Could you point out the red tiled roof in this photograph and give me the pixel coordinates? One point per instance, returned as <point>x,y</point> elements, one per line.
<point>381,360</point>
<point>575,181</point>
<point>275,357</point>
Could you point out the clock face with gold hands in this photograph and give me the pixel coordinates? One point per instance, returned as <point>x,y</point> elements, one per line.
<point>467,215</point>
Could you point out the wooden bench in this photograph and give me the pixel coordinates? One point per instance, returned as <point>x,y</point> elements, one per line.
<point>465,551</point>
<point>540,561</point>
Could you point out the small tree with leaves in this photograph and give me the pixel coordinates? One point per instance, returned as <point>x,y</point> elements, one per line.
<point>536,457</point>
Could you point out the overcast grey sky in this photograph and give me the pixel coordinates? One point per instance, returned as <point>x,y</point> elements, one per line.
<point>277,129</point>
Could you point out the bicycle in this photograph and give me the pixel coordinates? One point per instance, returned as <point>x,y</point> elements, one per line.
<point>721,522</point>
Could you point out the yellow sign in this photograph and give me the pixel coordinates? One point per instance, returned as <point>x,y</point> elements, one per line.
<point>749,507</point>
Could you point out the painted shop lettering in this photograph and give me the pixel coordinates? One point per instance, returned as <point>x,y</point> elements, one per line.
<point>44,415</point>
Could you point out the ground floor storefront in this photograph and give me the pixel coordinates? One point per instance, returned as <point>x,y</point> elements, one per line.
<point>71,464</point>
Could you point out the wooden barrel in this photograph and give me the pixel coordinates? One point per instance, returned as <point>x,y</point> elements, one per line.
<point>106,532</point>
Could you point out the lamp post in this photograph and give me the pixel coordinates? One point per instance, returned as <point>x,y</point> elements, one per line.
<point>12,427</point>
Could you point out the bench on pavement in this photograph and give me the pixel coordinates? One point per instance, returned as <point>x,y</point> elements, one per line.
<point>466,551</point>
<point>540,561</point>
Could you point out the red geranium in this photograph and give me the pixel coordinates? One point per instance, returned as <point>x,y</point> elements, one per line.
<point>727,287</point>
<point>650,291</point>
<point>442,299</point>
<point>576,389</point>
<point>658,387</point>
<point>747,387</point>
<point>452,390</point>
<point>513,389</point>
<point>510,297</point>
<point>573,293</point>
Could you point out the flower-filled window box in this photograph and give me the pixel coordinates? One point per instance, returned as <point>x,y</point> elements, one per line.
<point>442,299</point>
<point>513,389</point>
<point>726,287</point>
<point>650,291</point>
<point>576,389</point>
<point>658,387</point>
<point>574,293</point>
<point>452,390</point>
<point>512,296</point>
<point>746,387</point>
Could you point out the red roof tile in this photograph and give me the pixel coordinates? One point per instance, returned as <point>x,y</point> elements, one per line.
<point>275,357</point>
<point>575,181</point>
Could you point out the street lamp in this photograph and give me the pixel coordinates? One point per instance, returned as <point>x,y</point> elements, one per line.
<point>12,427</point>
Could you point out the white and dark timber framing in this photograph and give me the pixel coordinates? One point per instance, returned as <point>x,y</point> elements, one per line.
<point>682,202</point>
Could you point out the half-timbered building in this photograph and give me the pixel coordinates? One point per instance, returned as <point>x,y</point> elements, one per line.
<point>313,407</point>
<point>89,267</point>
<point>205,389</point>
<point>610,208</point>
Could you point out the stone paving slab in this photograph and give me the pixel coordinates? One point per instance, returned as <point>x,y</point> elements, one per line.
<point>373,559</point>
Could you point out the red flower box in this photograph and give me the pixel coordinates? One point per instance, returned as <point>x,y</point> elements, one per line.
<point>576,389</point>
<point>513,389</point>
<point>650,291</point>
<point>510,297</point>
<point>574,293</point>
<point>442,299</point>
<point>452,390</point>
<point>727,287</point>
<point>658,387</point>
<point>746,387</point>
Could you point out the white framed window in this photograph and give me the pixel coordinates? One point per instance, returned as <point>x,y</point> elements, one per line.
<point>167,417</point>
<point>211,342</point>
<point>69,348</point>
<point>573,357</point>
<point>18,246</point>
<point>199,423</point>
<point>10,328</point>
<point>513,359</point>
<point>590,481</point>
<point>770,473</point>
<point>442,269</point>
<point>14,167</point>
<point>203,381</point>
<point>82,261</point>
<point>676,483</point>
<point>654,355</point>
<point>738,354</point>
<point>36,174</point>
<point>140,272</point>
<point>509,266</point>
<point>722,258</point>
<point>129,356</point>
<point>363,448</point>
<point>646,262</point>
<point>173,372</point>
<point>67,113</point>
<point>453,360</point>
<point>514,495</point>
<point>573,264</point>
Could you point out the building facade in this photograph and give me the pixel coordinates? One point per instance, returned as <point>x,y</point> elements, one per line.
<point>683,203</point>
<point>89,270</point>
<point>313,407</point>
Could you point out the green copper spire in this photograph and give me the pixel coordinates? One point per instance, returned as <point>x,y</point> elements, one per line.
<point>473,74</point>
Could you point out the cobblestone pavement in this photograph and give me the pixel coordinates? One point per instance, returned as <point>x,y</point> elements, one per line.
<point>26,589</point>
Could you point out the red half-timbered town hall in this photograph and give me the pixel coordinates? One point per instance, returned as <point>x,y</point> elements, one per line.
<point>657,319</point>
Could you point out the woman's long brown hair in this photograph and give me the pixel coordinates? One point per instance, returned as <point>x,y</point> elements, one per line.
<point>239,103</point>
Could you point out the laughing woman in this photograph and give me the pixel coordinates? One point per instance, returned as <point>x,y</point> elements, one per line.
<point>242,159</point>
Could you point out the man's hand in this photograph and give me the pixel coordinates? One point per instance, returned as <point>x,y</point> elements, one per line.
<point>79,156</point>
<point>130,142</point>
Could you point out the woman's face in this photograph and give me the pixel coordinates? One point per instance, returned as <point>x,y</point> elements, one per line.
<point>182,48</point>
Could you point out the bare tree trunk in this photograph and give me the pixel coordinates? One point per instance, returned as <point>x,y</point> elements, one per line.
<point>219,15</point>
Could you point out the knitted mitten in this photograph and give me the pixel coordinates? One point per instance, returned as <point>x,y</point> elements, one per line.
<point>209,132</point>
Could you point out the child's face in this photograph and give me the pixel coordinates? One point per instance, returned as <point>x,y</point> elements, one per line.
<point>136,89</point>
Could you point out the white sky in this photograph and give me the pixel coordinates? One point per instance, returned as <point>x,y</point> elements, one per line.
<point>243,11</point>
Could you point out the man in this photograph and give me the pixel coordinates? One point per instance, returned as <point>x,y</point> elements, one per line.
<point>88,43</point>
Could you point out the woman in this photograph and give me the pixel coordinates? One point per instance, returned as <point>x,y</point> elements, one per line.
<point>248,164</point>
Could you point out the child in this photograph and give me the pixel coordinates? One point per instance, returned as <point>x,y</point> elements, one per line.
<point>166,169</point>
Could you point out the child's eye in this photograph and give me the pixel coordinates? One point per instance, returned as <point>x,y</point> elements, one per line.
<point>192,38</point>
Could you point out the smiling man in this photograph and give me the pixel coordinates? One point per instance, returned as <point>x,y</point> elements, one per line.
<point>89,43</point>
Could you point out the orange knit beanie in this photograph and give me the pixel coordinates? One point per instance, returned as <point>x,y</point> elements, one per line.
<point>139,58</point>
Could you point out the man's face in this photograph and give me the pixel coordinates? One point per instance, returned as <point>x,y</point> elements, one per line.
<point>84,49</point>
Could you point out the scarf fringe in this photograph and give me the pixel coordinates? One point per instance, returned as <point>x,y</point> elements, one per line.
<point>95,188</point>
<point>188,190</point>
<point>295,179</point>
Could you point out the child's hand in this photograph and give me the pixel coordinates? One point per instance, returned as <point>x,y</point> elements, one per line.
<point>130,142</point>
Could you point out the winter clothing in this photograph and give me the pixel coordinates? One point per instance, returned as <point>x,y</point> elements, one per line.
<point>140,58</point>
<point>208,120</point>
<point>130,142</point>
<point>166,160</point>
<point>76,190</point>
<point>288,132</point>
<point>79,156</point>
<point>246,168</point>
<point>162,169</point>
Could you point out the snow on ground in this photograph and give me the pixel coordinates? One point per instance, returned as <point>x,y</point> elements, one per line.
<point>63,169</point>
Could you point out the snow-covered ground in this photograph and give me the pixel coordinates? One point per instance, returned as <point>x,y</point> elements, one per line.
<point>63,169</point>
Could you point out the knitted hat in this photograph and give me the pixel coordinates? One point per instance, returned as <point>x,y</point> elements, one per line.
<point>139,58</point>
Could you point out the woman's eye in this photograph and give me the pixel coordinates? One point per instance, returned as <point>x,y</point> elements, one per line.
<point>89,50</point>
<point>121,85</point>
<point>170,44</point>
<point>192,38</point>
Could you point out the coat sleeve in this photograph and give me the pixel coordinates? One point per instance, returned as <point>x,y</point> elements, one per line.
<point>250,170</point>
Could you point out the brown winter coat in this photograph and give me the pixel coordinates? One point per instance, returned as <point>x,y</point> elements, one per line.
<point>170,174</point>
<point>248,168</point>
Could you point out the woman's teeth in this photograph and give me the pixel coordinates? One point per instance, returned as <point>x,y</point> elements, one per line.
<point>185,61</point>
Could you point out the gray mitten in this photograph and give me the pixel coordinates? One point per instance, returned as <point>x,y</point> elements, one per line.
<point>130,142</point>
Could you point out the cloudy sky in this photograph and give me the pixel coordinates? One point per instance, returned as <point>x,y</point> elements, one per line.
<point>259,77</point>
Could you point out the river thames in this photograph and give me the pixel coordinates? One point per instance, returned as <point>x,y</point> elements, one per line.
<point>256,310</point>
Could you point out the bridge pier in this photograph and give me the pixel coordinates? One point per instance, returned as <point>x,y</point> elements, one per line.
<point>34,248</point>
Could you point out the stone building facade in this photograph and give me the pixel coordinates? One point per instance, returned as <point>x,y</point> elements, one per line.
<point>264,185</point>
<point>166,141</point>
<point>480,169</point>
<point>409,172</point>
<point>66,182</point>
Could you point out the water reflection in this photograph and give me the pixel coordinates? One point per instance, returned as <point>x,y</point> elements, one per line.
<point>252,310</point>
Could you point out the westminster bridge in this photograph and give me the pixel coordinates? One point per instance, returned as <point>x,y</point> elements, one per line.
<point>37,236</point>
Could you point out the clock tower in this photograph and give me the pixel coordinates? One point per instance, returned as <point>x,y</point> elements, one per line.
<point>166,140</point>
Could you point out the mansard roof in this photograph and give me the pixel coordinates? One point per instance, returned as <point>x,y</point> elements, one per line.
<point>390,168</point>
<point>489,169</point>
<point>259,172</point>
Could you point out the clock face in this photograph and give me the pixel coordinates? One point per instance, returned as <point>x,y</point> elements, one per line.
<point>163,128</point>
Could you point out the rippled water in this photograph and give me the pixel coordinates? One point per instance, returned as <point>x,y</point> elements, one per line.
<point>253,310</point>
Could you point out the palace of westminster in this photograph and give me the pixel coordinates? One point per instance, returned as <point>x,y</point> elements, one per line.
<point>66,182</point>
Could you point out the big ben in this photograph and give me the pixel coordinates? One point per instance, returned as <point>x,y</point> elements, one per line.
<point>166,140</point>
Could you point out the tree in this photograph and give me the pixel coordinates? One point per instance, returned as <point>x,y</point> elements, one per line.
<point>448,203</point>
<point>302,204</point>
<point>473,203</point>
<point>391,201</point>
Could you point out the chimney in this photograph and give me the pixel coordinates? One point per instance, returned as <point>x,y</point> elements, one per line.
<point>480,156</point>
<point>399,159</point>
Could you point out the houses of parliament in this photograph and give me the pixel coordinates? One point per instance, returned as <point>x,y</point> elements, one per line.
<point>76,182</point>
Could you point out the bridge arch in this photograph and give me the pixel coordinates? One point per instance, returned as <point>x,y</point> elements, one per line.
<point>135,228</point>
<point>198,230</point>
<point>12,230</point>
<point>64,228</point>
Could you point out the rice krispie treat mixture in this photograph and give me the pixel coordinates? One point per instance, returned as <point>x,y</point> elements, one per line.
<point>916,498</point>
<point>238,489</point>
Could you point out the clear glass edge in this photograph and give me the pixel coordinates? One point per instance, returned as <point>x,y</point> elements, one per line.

→ OBJECTIVE
Each line from the one containing "Could you point out the bridge arch" to the end of the records should be echoed exactly, and no other line.

→ EXERCISE RESPONSE
Could you point out the bridge arch in this photograph and give me the pixel coordinates? One point per instance, returned as <point>x,y</point> elements, one per line.
<point>135,228</point>
<point>198,230</point>
<point>12,230</point>
<point>64,228</point>
Could you point out the rice krispie treat mixture in this photograph and give me the pixel coordinates? One point per instance, returned as <point>x,y</point> elements, one per line.
<point>916,498</point>
<point>238,489</point>
Could you point out the clear glass edge in this photograph and give me the pixel coordinates? One point per instance, returned as <point>x,y</point> elements, one per line.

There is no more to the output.